What the task asks: Recast the lines from the one containing "Target: clear glass ball ornament" through the final line below as a JSON list of strings, one string per line, skipping any blank lines.

* * * * * * *

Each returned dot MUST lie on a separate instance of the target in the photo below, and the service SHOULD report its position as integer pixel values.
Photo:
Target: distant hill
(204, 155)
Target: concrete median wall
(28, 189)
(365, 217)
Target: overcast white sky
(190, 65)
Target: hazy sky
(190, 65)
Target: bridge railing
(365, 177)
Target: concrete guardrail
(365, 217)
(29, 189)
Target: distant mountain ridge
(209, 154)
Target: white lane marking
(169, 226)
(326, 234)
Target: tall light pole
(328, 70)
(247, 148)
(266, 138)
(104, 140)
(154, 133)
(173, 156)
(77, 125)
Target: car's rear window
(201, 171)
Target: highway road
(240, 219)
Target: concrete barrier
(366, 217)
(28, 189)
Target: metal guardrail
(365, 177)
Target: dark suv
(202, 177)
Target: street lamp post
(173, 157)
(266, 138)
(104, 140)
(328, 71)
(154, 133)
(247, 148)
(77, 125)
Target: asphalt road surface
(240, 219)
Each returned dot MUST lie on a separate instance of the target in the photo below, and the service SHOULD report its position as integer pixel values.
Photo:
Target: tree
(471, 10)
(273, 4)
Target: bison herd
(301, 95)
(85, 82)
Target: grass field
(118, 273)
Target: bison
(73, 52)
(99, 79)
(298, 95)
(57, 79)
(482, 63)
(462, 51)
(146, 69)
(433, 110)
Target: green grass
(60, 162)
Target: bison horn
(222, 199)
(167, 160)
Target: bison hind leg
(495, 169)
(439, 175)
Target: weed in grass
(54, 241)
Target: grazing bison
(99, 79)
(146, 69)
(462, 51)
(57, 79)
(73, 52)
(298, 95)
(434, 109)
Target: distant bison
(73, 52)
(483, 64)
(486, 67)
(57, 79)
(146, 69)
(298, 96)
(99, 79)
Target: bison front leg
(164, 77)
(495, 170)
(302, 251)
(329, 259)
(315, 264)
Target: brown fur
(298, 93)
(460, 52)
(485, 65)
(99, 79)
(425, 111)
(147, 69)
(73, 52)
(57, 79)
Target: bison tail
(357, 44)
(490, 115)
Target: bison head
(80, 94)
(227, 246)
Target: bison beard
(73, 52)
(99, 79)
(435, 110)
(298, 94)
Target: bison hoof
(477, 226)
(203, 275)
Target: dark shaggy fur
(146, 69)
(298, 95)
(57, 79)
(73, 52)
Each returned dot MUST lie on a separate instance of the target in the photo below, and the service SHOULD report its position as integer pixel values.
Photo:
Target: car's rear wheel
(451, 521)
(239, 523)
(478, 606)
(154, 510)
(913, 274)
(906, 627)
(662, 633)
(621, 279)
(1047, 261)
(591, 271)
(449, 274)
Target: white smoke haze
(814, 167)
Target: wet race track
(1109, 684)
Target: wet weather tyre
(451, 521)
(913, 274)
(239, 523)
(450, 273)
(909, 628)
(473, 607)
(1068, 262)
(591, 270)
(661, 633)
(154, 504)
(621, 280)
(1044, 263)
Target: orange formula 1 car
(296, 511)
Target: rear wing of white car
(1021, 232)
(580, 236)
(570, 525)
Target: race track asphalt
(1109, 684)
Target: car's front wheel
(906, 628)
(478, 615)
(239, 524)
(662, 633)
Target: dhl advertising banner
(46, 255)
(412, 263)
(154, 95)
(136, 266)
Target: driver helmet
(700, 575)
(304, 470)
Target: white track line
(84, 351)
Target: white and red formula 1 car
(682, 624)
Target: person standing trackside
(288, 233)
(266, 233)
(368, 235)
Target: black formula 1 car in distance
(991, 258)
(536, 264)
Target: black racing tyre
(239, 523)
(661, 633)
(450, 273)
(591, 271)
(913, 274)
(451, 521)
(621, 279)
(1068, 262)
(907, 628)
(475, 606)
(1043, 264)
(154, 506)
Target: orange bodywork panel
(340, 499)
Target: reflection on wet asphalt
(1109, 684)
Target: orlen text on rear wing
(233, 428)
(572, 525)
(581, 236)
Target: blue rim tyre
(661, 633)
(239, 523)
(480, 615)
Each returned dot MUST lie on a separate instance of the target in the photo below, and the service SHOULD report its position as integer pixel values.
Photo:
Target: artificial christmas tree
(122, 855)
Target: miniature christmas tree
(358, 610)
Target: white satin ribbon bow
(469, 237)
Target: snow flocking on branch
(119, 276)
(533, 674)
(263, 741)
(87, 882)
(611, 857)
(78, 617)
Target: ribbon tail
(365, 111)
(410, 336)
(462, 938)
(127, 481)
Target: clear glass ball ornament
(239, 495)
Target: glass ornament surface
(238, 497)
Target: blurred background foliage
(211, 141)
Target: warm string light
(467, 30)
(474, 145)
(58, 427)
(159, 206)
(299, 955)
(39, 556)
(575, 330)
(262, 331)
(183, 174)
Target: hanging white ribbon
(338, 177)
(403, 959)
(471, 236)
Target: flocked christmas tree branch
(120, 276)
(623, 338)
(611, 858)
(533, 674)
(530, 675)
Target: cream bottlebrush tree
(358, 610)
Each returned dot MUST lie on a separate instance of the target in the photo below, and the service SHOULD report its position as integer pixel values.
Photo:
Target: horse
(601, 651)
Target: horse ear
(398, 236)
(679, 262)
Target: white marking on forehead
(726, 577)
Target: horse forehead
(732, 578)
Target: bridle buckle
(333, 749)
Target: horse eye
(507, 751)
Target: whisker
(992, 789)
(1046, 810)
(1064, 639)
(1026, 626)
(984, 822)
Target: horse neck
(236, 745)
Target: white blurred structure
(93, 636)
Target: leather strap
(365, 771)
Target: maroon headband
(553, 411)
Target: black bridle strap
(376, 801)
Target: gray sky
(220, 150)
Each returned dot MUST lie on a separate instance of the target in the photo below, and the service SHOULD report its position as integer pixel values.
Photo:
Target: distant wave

* * * * * * *

Response:
[
  "Target: clear glass ball ornament",
  "(239, 495)",
  "Target: glass ornament surface",
  "(238, 497)",
  "Target: blurred background foliage",
  "(211, 141)",
  "Target: warm string light",
  "(467, 30)",
  "(474, 145)",
  "(58, 427)",
  "(159, 206)",
  "(299, 955)",
  "(39, 556)",
  "(575, 330)",
  "(262, 331)",
  "(183, 174)",
  "Target: hanging white ribbon",
  "(338, 177)",
  "(403, 959)",
  "(471, 236)",
  "Target: flocked christmas tree branch",
  "(120, 276)",
  "(623, 338)",
  "(611, 858)",
  "(533, 674)",
  "(530, 675)",
  "Target: cream bottlebrush tree",
  "(358, 610)",
  "Each returned dot MUST lie on a separate instance of the target in the photo below, and the service SHOULD report its position as integer pixel values.",
  "Photo:",
  "Target: horse",
  "(601, 651)",
  "Target: horse ear",
  "(398, 236)",
  "(679, 262)",
  "Target: white marking on forehead",
  "(726, 577)",
  "Target: horse forehead",
  "(732, 578)",
  "Target: bridle buckle",
  "(333, 749)",
  "Target: horse eye",
  "(507, 751)",
  "Target: whisker",
  "(992, 789)",
  "(1046, 810)",
  "(1064, 639)",
  "(1026, 626)",
  "(984, 822)",
  "Target: horse neck",
  "(236, 745)",
  "Target: white blurred structure",
  "(93, 636)",
  "Target: leather strap",
  "(365, 771)",
  "Target: maroon headband",
  "(553, 411)",
  "Target: black bridle strap",
  "(376, 801)",
  "Target: gray sky",
  "(220, 150)",
  "Each returned dot MUST lie on a separate instance of the target in the photo below, and the service SHOULD report its position as integer pixel values.",
  "Photo:",
  "Target: distant wave"
]